───── Çıkarılan metin
Hz. İsa (as)’ın genç bir yaş olan otuz yaşının başlarında Allah Katına yükseldiğini, yeryüzüne indikten sonra kırk yıl kalacağını ifade eden ve İbni Abbas’tan rivayet edilen hadise dayanan İslam alimleri, Hz. İsa (as)’ın yaşlılık döneminin, tekrar dünyaya gelişinden sonra olacağını, dolayısıyla bu ayetin, Hz. İsa (as)’ın nüzulüne dair bir delil olduğunu söylemektedirler.2
İslam alimlerinin bu yorumunun doğru olduğu, söz konusu ayetler dikkatle incelendiğinde kolaylıkla anlaşılmaktadır. Kuran ayetlerine bakıldığında bu ifadenin, yalnızca Hz. İsa (as) için kullanıldığını görürüz. Tüm peygamberler insanlarla konuşup, onları dine davet etmişlerdir. Hepsi de yetişkin yaşlarında tebliğ görevini yerine getirmişlerdir. Ancak Kuran’da hiçbir peygamber için bu şekilde bir ifade kullanılmamaktadır. Bu ifade sadece Hz. İsa (as) için ve mucizevi bir durumu ifade etmek amacıyla kullanılmıştır. Çünkü ayetlerde birbiri ardından gelen “beşikte” ve “yetişkin iken” kelimeleri iki büyük mucizevi zamana dikkat çekmektedirler.
Nitekim İmam Taberi, Taberi Tefsiri isimli eserinde bu ayetlerde geçen ifadeleri şu şekilde açıklamaktadır:
“Bu ifadeler (Maide Suresi, 110), Hz. İsa (as)’ın ömrünü tamamlayıp yaşlılık döneminde insanlarla konuşabilmesi için gökten ineceğine işaret etmektedir. Çünkü o, genç yaştayken göğe kaldırılmıştı…
Bu ayette (Al-i İmran Suresi, 46), Hz. İsa (as)’ın hayatta olduğuna delil vardır ve ehl-i sünnet de bu görüştedir. Çünkü ayette, onun yaşlandığı zamanda da insanlarla konuşacağı ifade edilmektedir. Yaşlanması da ancak, semadan yeryüzüne ineceği zamanda olacaktır.”3
“Kehlen” kelimesinin açıklamaları da, Kuran’da yer alan diğer bilgiler gibi,
Hz. İsa (as)’ın tekrar yeryüzüne gelişine işaret etmektedir. Tüm bu anlatılanlar Hz. İsa (as)’ın ahir zaman adı verilen dönemde yeryüzüne tekrar geleceğini ve insanları hak din olan İslam’a yönelteceğini ortaya koymaktadır. Kuşkusuz bu, Allah’ın iman edenlere büyük bir müjdesi, rahmeti ve nimetidir. İman edenlerin sorumluluğu ise, Hz. İsa (as)’ı  en güzel şekilde savunup desteklemek ve onun insanları çağırdığı Kuran ahlakını en doğru şekilde yaşamaktır.
──────────
• Görev
Hz. İsa'nın yeryüzüne dönüşünü anlatan metne göre İmam Taberi, ayetlerdeki ifadeleri hangi eserinde açıklamaktadır? Yalnızca metindeki bilgilere dayanın.
───── Veri kayıtları
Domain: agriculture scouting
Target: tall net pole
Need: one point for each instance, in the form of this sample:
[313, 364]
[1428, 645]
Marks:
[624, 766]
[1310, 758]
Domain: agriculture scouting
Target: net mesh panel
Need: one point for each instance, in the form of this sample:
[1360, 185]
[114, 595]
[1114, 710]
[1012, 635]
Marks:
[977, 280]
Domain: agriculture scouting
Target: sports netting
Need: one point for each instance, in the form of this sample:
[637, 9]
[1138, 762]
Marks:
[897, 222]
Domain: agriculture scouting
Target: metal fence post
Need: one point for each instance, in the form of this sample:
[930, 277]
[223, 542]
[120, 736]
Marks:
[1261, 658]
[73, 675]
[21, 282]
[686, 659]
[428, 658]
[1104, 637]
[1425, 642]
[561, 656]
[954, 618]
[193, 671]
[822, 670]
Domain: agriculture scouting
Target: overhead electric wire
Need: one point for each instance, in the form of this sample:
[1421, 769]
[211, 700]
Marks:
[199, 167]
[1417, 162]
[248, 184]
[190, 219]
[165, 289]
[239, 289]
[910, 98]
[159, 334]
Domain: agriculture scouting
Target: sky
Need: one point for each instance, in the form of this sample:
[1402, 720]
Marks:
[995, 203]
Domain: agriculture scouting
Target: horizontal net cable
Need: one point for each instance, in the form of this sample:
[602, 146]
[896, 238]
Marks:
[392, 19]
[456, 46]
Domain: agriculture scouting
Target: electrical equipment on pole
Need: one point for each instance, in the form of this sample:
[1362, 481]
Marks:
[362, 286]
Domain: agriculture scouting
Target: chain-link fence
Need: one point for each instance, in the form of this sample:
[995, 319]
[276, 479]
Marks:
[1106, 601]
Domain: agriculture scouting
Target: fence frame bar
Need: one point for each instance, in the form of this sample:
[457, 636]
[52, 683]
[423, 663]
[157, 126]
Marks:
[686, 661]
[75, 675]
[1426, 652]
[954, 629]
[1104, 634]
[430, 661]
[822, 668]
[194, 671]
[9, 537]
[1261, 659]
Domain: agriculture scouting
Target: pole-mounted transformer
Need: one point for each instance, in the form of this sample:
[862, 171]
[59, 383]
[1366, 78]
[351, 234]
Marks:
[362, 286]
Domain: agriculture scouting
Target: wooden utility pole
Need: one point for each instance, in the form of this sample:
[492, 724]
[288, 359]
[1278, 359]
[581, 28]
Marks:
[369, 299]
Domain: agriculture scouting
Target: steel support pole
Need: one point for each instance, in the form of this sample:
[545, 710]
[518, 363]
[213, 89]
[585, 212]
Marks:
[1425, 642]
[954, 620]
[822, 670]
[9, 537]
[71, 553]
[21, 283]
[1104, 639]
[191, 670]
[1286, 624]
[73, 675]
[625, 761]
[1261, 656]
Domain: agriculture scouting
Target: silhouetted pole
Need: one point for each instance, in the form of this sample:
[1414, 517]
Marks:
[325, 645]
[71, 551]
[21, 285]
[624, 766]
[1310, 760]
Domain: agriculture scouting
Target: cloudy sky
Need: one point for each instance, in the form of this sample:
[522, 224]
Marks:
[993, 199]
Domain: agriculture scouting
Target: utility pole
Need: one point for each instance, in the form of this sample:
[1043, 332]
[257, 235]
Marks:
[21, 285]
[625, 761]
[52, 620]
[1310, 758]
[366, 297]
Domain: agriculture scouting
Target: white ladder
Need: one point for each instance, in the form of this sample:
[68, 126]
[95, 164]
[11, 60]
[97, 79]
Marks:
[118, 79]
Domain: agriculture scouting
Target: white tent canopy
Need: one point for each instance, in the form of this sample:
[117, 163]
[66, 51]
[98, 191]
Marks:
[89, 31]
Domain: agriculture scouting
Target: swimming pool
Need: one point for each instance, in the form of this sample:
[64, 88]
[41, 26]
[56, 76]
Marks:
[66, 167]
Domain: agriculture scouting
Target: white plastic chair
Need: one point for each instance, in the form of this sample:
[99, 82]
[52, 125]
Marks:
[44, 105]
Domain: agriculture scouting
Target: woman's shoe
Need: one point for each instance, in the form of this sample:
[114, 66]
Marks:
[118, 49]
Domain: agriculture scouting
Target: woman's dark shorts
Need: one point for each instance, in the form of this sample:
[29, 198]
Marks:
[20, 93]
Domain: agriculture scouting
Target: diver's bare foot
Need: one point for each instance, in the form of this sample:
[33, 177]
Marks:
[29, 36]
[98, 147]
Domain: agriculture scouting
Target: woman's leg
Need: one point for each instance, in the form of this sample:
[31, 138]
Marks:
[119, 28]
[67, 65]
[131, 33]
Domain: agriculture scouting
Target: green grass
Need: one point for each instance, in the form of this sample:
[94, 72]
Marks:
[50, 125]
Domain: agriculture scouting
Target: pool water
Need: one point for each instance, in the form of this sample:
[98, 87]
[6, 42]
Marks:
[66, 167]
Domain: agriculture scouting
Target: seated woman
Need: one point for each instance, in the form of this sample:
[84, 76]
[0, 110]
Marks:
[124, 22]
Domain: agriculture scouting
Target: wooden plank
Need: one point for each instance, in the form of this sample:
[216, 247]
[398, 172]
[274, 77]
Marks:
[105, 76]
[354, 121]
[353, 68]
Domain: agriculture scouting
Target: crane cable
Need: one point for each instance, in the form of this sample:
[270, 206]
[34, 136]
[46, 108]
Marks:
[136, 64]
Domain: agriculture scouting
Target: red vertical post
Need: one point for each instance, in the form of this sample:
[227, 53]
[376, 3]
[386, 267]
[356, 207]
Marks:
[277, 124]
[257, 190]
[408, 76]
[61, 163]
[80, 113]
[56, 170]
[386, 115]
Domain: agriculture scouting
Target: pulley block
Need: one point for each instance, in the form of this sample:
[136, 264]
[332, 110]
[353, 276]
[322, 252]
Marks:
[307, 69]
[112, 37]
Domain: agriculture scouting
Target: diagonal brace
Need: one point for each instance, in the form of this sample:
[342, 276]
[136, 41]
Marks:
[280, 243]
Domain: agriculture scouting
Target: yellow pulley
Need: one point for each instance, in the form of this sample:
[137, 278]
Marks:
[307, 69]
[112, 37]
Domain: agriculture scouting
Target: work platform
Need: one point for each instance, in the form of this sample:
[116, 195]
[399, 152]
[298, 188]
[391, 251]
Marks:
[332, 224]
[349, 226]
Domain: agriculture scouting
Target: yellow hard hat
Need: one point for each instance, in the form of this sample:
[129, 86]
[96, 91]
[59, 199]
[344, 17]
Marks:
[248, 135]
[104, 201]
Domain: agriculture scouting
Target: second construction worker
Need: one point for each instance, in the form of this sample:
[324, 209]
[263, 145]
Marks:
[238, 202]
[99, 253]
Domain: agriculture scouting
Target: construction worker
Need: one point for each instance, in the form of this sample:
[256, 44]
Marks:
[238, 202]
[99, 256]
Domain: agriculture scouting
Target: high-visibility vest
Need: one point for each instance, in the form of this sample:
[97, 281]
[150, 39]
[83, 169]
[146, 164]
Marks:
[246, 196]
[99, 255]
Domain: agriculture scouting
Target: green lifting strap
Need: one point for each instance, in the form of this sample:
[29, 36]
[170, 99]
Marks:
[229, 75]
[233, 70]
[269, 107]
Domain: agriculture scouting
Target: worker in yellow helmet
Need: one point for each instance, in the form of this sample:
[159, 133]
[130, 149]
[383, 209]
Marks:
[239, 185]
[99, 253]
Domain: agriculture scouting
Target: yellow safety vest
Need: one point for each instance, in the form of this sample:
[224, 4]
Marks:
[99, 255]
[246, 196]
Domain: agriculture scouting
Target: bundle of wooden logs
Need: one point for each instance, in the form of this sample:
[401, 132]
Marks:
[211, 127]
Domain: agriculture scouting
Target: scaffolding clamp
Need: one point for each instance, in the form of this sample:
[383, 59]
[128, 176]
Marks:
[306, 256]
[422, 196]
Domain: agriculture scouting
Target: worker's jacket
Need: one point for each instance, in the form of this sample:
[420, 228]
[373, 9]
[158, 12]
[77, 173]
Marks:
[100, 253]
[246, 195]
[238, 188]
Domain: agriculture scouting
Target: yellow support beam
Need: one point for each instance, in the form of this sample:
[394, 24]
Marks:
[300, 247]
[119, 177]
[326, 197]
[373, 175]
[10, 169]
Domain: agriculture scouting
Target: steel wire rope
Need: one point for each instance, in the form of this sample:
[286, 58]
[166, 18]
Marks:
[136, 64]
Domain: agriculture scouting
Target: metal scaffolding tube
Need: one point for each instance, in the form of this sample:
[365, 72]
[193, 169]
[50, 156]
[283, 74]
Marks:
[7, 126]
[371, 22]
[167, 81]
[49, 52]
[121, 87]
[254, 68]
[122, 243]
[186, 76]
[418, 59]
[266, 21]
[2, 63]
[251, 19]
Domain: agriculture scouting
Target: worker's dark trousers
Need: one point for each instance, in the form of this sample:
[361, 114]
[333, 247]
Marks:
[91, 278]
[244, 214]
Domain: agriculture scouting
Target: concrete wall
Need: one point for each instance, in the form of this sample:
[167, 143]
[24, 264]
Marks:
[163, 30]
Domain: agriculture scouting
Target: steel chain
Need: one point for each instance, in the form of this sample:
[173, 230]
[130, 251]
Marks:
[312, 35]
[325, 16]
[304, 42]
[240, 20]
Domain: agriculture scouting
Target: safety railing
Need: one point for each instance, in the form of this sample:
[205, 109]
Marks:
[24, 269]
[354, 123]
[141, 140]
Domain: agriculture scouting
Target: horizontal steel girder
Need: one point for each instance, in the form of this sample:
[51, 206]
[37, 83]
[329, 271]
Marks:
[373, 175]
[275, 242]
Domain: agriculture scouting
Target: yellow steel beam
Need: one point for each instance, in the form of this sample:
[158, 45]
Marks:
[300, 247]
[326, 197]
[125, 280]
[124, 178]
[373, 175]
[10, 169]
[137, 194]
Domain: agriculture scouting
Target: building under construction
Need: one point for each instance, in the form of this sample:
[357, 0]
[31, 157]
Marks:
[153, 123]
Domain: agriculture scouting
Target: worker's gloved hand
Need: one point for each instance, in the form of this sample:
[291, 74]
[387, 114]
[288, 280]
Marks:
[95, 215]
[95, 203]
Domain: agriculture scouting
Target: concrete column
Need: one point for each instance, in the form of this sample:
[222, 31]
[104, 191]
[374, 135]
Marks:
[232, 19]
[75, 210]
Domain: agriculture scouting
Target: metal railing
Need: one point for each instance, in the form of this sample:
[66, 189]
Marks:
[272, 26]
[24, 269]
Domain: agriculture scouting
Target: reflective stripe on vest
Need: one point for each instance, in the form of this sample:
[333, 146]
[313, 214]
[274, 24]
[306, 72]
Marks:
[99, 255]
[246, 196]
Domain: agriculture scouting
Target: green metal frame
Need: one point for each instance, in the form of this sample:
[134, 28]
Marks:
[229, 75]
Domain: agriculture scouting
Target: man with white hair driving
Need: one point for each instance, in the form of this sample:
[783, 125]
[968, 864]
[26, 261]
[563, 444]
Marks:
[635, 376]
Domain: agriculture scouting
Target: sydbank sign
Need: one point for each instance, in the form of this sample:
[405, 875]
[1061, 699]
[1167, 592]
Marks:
──────────
• Alıştırma sonucu
Taberi Tefsiri isimli eserinde.